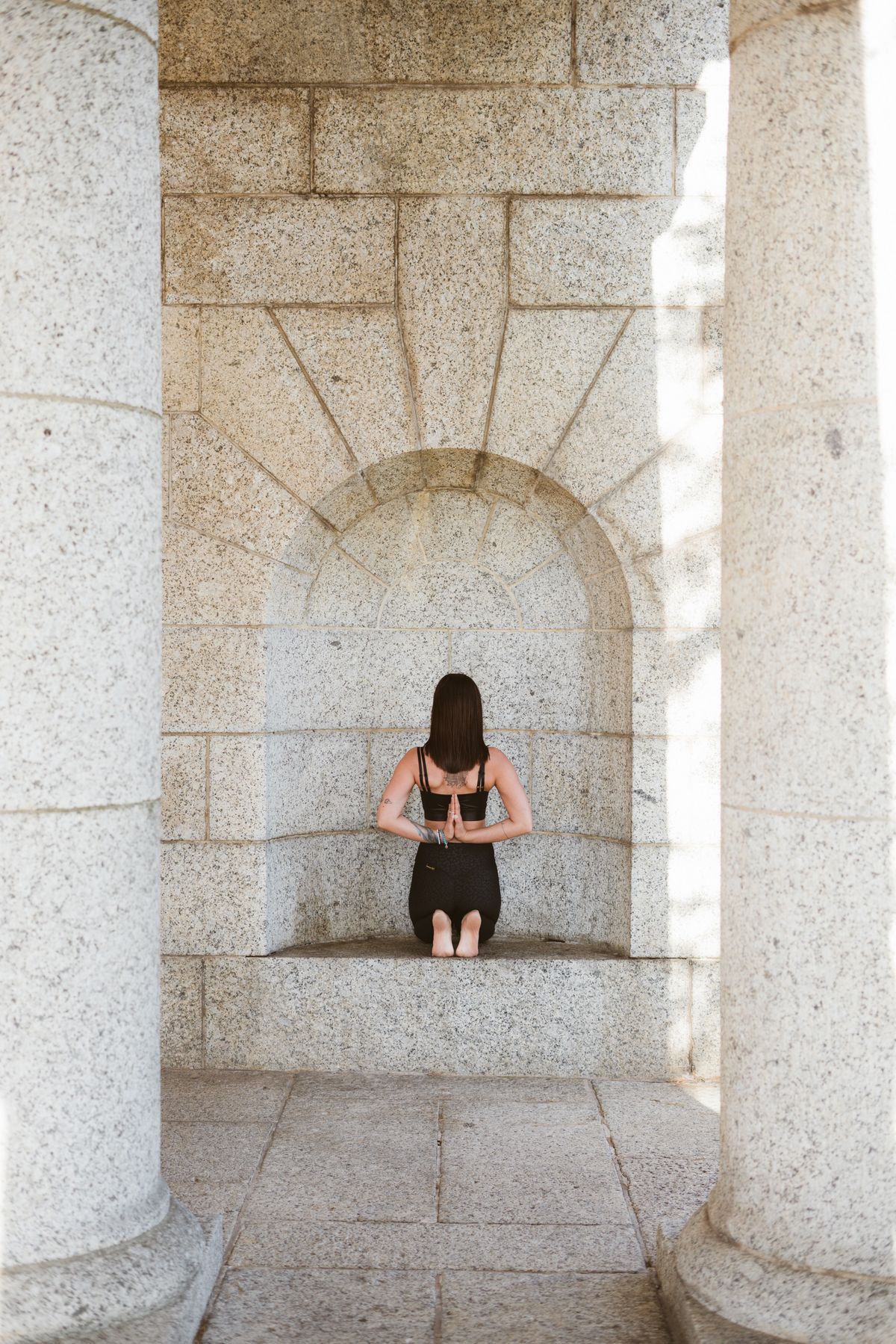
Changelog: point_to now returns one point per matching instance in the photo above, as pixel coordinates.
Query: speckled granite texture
(361, 1206)
(521, 1007)
(442, 391)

-=-=-

### Your task:
Please turn the rows above into a numbered list with blank lines dropped. Leave the pictures out.

### Output for this task:
1. Changelog: point_to now returns one point per matching instance in the photo above, as pixel coordinates.
2. Query: speckled granite texture
3. (361, 1206)
4. (521, 1007)
5. (442, 391)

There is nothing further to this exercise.